What is expected >>
Return, word for word, the passage of the forum thread below that runs from "yes lol this" to "of trust exercise)".

Source >>
* * *

Was she interested because you're Korean?

How old were you at the time? Asking in original way

yes lol this was quite a bit before the recent kpop/koreaboo wave but she was one of those white girls into anime and cosplaying and was just into asian guys in general

what in the loving fuck were you doing at uni at 33 lmao

Let us hear it user

>There's a part in the beginning where we have to pick a partner and lead him through the building with his/her eyes closed. (some sort of trust exercise)
LOL what the fuck kind of special ed university is this?

Appreciate the positivity, but true robots by definition would never be able to get that.

>be me
>19-20 or so
>sophomore year of college, drinking/partying too much and not going to classes
>decide i need to take a year off and 'find myself' lol
>head over to korea to teach english in the countryside
>it was through a program so we had a whole month of orientation
>people from all over, most around my age
>only night we didn't drink during that whole month was before a physical exam
>enter qt white girl
>into anime, cosplaying, asian shit in general
>everyone's heading to the same places to drink so run into her lots of times
>she ends up joining the group i'm hanging out with eventually
>first weekend of orientation we decide to take a trip up to seoul so we can party properly
>few people in my group don't like her as she's kinda clingy and idc enough to argue so go without her
>friday night in seoul
>eat/drink at a korean bbq place then head out to properly get smashes
>barhop, clubhop, karaoke, the works
>sunrise and red eyes.jpg
>we had all gotten rooms at a love motel since it was cheap
>get off subway and walking back to finally sleep
>"user!!!!!!!!"

* * *

Dataset entries >>

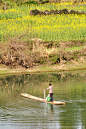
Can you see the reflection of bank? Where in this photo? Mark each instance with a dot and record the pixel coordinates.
(49, 107)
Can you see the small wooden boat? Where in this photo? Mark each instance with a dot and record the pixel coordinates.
(41, 99)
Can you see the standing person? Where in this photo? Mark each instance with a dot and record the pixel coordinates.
(50, 91)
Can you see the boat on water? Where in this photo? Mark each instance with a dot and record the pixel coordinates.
(41, 99)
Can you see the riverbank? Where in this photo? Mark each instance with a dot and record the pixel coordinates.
(44, 57)
(72, 66)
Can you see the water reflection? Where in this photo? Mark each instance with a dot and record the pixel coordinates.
(19, 112)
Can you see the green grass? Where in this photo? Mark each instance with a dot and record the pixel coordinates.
(16, 21)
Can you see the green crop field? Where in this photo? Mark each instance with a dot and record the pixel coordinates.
(16, 21)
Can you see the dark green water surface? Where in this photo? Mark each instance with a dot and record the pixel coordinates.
(17, 112)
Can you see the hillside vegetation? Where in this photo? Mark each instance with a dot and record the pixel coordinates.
(30, 41)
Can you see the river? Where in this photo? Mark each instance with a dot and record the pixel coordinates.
(17, 112)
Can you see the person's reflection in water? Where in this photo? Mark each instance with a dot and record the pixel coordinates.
(50, 107)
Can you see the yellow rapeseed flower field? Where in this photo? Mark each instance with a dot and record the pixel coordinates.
(17, 21)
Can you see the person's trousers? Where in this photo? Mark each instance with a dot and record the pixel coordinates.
(51, 96)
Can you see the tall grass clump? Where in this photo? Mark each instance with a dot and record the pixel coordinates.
(17, 21)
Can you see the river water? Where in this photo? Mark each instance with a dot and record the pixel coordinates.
(17, 112)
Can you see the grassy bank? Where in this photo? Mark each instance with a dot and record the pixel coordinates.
(42, 43)
(16, 21)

* * *

Result >>
yes lol this was quite a bit before the recent kpop/koreaboo wave but she was one of those white girls into anime and cosplaying and was just into asian guys in general

what in the loving fuck were you doing at uni at 33 lmao

Let us hear it user

>There's a part in the beginning where we have to pick a partner and lead him through the building with his/her eyes closed. (some sort of trust exercise)